** Start **

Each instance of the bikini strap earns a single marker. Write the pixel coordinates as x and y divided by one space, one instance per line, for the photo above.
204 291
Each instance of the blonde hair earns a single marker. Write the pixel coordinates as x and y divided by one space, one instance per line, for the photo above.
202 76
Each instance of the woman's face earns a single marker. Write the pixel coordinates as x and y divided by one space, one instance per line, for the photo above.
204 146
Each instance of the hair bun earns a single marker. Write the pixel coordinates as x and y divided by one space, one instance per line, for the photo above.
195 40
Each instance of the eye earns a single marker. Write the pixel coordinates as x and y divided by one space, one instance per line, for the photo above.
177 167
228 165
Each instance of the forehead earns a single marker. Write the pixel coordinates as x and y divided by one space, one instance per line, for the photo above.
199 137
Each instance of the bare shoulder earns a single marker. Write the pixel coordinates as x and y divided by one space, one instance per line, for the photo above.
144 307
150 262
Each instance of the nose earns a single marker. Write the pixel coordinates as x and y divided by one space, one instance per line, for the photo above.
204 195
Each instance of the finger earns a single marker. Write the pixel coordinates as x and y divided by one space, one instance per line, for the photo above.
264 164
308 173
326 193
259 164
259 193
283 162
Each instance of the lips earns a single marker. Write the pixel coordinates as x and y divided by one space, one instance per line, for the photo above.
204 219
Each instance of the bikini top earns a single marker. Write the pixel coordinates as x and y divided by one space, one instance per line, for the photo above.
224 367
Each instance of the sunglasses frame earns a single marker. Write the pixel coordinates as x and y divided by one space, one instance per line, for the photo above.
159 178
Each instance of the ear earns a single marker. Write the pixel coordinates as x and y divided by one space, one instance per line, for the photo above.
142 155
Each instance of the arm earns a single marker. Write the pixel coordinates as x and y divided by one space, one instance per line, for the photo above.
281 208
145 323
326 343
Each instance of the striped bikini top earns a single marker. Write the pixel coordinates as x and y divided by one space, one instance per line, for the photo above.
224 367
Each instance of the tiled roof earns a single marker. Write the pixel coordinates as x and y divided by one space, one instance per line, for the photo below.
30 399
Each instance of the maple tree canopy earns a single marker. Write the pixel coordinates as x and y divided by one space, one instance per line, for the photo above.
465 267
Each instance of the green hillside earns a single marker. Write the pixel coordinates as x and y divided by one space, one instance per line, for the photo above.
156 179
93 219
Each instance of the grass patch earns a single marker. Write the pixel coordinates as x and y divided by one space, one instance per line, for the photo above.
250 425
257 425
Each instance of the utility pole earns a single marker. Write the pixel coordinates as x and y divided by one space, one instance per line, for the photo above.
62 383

** End **

• **THE PROBLEM**
Return all of the lines above, unchanged and in the same order.

• **THE REPLY**
Each instance of the bikini strap earns a single marker. Write the pixel coordinates as x and y divided by one space, one instance per line, for the photo above.
204 291
Each instance of the blonde hair earns a single marker. Write the pixel coordinates as x and y divided by one space, one instance per line, for the photo above.
202 76
Each instance of the woman's face earns a single marker. Write the pixel coordinates as x and y divided by one space, one instance per line, for the photo above.
204 146
Each instance of the hair bun earns a single marker. Write the pixel coordinates as x and y divided by one space, one instance per line, for the photo above.
195 40
Each instance of the eye earns a single marker. Write the pixel coordinates as x and y divided by one space, one instance per line, for the photo above.
177 167
228 165
Each instance of the forehead earns a single marker. Write the pixel coordinates as x and y divided by one space, one instance per line, for the photo above.
199 137
Each instance of the bare shoulder earns a single marker. Write the pixel coordinates as x and y divided by one space, one instance per line, for the photo above.
144 307
150 262
Each instance of the nose earns a single marker. Write the pixel coordinates as x and y divided by one space, one instance per line, for the photo above.
204 195
Each instance of the finger earns a single marker. Write the pixel coordinates as x and y divided by one space, one instance per line, for the photo above.
264 164
308 173
326 193
259 164
259 193
283 162
Each instance of the lips earns a single marker. Write the pixel coordinates as x and y divided by one space, one instance per line, for the photo above.
204 219
Each instance of the bikini top earns a single marker. Write the pixel coordinates as x and y divided by one space, one instance per line, for the photo above.
224 367
Each instance of the sunglasses frame earns a single marker. Write the pixel coordinates as x and y divided by one space, one instance per line, for the photo above.
159 178
Each instance of the ear earns a single marker. Write the pixel coordinates as x and y divided by one space, one instance per line, for the photo above.
142 155
Each instance of the arm earns a single marker. Write the pixel coordinates as x and y divided by one space, one instance per line, for the photo above.
281 208
145 323
326 343
Each instance of the striped bikini top earns a single marker. Write the pixel coordinates as x and y divided by one space, one instance per line, for the photo above.
224 367
Each instance of the tiled roof earns a single marker. Write the pixel coordinates as x and y divided by one space, one instance per line, for the photo below.
30 399
Each instance of the maple tree canopy earns a single marker. Write the pixel coordinates as x and y divided by one space, one instance per line, for the photo above.
465 267
Each instance of the green hillside earns a single marker. Write the pixel coordinates as x and y divided by one space, one instance per line, for the photo above.
156 179
93 219
Each instance of the grass patch earns a single marker. Write the pixel coordinates as x and y divided by one space, one instance per line, for the photo above.
250 425
257 425
Each instance of the utility pole earns a single marker. Write the pixel coordinates as x and y divided by one space, one instance per line, for the photo above.
62 383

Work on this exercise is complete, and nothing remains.